====== Task inputs ======
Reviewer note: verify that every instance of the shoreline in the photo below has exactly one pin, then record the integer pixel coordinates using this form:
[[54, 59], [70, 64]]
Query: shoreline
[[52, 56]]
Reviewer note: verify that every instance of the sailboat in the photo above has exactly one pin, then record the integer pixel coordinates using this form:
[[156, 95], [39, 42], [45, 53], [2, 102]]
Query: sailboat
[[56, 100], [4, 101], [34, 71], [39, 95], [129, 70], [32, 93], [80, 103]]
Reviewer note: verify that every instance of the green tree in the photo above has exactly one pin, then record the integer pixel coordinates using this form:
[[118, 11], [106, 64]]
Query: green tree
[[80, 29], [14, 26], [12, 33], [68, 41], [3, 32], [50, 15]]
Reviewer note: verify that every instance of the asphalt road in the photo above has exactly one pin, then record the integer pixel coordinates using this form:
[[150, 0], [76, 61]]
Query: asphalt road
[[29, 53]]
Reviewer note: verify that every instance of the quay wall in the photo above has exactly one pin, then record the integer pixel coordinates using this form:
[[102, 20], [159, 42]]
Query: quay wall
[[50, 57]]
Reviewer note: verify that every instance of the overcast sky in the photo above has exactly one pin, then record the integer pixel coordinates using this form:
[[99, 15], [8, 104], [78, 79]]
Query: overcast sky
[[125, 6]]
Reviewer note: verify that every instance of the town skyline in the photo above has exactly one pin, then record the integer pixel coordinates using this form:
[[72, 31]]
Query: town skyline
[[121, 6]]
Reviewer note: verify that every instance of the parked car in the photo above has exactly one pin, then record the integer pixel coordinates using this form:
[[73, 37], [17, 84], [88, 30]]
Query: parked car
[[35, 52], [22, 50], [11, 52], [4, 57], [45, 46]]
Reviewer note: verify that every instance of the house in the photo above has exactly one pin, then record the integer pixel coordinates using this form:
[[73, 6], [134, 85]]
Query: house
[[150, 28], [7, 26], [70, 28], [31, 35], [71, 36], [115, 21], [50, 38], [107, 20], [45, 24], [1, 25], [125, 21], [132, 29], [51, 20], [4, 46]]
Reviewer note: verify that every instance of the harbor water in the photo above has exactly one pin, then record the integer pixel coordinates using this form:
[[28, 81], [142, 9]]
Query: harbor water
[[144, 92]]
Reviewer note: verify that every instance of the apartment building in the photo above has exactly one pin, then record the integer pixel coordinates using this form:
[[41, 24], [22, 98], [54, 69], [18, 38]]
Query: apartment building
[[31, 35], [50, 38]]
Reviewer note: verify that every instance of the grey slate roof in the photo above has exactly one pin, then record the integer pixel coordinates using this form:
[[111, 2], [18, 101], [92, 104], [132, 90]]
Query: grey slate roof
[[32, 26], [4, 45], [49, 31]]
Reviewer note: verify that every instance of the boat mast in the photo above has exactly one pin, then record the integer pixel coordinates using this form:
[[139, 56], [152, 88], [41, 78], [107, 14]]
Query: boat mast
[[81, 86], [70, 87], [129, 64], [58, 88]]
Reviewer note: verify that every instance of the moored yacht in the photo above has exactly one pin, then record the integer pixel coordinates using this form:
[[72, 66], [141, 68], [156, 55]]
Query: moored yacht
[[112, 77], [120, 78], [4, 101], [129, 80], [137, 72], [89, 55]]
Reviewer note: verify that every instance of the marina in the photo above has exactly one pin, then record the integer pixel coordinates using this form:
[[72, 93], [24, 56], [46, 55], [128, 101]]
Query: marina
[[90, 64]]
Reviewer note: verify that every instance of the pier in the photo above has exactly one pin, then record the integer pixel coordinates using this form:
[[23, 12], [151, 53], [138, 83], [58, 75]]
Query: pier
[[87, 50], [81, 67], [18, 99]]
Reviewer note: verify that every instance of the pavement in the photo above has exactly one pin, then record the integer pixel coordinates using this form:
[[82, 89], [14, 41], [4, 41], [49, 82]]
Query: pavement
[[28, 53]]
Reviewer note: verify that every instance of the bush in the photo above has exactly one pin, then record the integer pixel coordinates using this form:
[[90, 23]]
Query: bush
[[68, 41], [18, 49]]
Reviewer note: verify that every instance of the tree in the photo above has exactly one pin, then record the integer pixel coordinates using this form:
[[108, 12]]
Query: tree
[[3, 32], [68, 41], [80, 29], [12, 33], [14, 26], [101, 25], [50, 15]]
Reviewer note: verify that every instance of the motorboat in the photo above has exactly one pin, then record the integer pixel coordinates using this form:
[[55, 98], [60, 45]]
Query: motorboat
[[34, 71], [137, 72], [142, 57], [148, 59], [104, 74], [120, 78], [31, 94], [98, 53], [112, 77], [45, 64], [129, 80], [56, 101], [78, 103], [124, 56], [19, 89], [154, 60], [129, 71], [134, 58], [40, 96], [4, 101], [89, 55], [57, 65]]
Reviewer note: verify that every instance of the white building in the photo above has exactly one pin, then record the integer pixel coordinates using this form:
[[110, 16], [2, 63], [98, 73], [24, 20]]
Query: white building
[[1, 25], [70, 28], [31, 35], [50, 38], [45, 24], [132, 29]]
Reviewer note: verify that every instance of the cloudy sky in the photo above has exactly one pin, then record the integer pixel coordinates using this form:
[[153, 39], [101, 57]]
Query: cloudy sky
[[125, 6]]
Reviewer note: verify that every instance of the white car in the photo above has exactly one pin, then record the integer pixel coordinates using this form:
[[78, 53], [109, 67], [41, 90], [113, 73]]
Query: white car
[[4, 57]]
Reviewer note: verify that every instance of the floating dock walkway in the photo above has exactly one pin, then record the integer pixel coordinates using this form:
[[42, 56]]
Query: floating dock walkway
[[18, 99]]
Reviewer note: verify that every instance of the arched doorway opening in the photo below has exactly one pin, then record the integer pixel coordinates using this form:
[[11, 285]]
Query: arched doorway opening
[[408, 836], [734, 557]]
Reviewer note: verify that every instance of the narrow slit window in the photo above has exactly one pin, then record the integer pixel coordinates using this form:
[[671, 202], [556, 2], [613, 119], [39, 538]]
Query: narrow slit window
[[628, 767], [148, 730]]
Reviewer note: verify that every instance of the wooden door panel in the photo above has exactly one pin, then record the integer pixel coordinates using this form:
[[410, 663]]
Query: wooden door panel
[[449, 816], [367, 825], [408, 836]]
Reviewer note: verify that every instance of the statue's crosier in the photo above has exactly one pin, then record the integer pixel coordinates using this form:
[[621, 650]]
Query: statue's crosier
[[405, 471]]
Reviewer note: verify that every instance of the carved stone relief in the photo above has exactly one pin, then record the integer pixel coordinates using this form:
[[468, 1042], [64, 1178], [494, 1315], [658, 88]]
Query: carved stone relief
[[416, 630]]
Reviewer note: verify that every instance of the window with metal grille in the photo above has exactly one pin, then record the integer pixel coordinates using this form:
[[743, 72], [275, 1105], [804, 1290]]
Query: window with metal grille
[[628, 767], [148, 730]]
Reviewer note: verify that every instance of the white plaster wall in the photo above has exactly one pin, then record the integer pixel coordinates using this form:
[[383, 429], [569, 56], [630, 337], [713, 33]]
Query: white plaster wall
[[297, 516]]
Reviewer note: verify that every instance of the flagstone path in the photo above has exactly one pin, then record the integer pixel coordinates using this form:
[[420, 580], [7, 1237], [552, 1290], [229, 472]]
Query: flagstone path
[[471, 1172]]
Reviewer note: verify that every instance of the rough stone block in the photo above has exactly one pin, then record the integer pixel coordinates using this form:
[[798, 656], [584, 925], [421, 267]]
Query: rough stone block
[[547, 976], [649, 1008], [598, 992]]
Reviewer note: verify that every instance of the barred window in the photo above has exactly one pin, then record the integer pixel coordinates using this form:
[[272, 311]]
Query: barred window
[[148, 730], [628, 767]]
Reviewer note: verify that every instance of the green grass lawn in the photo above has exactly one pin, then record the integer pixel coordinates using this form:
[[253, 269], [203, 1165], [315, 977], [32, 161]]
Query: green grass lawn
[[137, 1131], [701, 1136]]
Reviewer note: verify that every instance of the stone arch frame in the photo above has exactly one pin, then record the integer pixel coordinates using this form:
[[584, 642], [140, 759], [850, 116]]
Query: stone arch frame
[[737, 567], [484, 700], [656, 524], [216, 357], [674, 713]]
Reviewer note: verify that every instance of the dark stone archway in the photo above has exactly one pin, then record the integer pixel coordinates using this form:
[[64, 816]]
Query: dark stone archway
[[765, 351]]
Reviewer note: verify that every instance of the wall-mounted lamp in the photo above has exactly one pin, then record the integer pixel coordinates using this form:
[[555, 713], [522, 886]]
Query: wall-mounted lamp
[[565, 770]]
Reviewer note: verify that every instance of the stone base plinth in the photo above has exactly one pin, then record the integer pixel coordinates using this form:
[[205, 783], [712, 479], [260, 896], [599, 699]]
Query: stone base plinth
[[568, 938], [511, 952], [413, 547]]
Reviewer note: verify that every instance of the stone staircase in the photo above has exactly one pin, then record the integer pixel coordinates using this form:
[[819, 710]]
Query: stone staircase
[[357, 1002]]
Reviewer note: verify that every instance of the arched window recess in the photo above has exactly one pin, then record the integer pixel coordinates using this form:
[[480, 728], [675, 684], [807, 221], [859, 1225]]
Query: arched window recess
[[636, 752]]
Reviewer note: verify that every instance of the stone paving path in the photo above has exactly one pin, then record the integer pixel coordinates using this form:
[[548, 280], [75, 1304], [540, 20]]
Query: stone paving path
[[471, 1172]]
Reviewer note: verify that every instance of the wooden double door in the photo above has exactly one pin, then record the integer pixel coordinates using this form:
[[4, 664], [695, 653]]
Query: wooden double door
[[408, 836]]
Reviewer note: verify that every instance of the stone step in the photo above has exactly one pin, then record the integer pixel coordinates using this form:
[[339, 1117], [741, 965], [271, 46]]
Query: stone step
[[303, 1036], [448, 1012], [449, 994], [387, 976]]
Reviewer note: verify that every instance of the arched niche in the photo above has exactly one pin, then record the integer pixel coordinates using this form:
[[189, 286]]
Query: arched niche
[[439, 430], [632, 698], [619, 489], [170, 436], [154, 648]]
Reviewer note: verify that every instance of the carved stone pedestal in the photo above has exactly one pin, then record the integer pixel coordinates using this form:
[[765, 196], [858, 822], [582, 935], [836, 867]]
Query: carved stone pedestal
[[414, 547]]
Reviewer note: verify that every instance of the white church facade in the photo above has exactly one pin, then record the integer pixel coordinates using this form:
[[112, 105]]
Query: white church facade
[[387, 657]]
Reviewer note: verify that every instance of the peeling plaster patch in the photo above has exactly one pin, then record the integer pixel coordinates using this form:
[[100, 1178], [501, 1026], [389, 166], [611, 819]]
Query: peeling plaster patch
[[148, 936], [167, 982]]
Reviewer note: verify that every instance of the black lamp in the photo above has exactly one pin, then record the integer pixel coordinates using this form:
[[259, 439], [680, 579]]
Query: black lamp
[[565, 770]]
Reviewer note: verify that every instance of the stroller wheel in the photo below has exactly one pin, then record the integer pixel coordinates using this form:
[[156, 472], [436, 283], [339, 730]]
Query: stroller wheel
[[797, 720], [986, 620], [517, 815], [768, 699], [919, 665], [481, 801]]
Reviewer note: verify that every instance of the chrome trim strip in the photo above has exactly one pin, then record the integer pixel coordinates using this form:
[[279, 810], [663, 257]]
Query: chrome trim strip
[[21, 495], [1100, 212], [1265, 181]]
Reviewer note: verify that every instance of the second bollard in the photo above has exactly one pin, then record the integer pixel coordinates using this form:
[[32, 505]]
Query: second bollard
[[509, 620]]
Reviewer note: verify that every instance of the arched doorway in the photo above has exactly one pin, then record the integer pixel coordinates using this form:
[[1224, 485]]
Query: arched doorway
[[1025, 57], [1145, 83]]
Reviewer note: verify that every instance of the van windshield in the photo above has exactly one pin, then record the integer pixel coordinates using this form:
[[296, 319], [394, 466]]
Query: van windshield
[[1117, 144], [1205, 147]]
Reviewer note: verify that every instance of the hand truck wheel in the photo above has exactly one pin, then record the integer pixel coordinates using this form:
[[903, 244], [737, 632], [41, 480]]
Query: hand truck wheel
======
> What you are asked to do
Which lines above run from the one containing "Reviewer note: verify that every instance of the stone arch" down to the one containing "Reviewer note: verify that every instance of the wall-mounted"? Repeat exactly those, both ends included, and nothing else.

> Response
Reviewer note: verify that every instance of the stone arch frame in the photo above has exactly one pin, then record the integer pixel coordinates using this form:
[[584, 642], [140, 759], [850, 116]]
Query: stone arch frame
[[737, 567], [484, 700], [656, 524], [216, 357], [674, 713]]
Reviewer note: verify that every instance of the dark stone archway in the photo above has exactly one pin, then record the integer pixel coordinates using this form:
[[64, 816]]
Query: dark stone archway
[[765, 351]]
Reviewer note: verify that every instance of the wall-mounted lamp in the photo above has exactly one pin, then record the integer pixel coordinates using this form:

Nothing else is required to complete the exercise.